◆ **TASKS AND EXERCISES**
1. According to the passage on the Ebola response, what task was Bev given?
2. Pick up the passage on the Ebola response after its final sentence and keep writing it.

In a short time, the number of infections and deaths from Ebola grew rapidly. Samaritan’s Purse’s development projects were put on hold and staff efforts were redirected to caring for patients at Ebola Treatment Units (ETUs) and spreading the word through our Ebola education campaign. Bev was given the arduous task of removing the bodies of Ebola victims.
To ensure their safety and prevent further spread of Ebola, Bev and all other front-line workers wore personal protective equipment (PPE) including a full-body hooded suit, two pairs of gloves, goggles, and a face mask.
Bev describes the experience of being in the full PPE in Liberia—where temperatures in July are consistently higher than 30 ° C—as “being buried alive, very claustrophobic,” as sweat and condensation would fill up in the goggles, and breathing was labored in the face mask.
Due to the high risk of disease transmission, families weren’t allowed to perform traditional preparations of the bodies of loved ones who had died from Ebola.
Bev says standing in the full PPE alongside weeping family members and being unable to provide comfort through a simple hug or holding the hand of a grieving family member was as emotionally painful as it was physically challenging to don the gear.

Referring expression pointing data

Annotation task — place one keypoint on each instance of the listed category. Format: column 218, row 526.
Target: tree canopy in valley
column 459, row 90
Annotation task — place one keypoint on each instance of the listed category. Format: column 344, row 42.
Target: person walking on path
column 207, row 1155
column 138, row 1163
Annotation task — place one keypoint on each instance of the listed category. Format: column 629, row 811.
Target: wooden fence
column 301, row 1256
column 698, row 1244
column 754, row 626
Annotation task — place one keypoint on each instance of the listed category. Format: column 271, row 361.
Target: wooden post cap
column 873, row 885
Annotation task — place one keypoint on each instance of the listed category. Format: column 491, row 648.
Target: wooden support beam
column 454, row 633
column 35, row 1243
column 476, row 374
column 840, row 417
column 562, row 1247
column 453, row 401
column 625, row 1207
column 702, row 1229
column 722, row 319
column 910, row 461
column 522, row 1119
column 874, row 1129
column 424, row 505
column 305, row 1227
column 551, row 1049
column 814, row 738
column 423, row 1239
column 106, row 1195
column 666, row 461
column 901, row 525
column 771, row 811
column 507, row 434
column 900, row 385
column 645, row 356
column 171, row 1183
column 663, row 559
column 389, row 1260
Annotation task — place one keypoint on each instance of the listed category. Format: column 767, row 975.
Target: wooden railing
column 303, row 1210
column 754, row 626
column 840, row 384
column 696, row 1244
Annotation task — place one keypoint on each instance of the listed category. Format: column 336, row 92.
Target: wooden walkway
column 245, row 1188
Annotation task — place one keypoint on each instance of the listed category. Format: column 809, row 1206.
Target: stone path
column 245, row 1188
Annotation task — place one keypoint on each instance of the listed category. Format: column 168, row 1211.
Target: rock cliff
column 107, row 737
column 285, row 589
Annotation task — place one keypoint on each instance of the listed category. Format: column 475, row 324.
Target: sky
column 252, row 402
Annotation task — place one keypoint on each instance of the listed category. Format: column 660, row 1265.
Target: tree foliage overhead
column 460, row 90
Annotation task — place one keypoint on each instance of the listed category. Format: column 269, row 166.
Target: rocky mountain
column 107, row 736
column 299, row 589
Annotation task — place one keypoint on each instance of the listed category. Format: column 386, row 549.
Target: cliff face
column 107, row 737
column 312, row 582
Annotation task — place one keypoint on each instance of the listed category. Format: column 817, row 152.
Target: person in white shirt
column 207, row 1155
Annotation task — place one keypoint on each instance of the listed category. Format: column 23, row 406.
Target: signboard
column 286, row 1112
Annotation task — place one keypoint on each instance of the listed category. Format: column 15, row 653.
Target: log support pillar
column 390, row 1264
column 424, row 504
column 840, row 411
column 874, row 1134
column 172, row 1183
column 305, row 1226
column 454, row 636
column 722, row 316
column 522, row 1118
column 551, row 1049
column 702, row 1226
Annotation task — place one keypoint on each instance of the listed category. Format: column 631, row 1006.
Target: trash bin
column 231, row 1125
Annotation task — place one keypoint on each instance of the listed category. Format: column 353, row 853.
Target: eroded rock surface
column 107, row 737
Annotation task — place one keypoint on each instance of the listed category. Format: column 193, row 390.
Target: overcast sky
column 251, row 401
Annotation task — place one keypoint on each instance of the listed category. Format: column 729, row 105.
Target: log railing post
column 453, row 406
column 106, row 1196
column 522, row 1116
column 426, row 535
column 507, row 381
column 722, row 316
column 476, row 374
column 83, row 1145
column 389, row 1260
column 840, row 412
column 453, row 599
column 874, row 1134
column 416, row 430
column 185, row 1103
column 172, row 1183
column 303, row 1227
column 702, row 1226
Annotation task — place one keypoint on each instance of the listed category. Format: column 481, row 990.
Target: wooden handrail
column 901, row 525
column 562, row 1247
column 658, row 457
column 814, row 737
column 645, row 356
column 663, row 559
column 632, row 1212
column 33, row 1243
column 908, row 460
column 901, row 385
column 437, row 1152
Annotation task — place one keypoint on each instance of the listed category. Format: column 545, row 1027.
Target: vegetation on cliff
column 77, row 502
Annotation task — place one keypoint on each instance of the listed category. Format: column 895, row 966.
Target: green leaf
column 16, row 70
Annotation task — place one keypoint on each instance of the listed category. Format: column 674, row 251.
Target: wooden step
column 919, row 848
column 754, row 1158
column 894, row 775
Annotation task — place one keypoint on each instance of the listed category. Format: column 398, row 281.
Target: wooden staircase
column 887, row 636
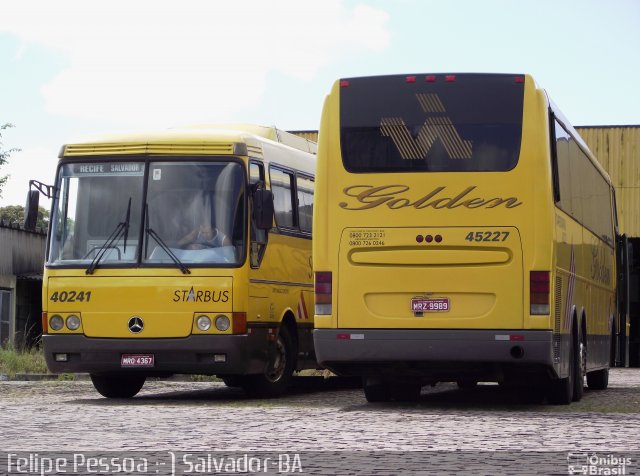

◆ **ANSWERS BY ITEM NUMBER**
1. Bev was given the task of removing the bodies of Ebola victims.

2.
“There was a five-year-old boy who had lost his home, and his whole family, and I couldn’t even give him a hug,” Bev recalled. “But when you’re working 16 hours a day, there is no time to think about the emotional aspect. Everything had to be done in the safest way possible.”
It was a daily spiritual battle for Bev to keep her fears and anxieties at bay so she could carry out the difficult task at hand.
Bev says reading Psalm 91 daily “kept the devil at bay” and gave her the strength to move forward each day:
“He alone is my refuge, my place of safety;
He is my God and I trust Him.
For He will rescue you from every trap and protect you from deadly disease.”
When one Ebola patient died laying on her side, drenching in blood the Bible she had tucked under herself, Bev was left with a painful decision.
“I had to burn that Bible,” Bev recalls of the difficult necessity of strict and thorough infection control. “Nobody signs you up for having to burn a Bible. It was very surreal, but it was my job. We were inundated in a way that we couldn’t control. I saw the gates of Hell in that ETU.”
Learning from Ebola’s harsh lessons
In the fall of 2014, Samaritan’s Purse redirected its efforts to a community-focused approach—establishing two Community Care Centers for Ebola patients, ramping up its Ebola education efforts even more, distributing infection prevention and control kits that could protect families from contracting the illness and making training available for families who wanted to care for infected loved ones at home.
Even though Ebola is now claiming fewer lives and garnering much less media attention, the Kauffeldts say the Ebola threat is far from over.
“Little fires pop up and we have to get in there and stop them before they really flare up,” said Kendell. “We actually need to work harder now than before as our response needs to be quick, rapid, like a SWAT team.”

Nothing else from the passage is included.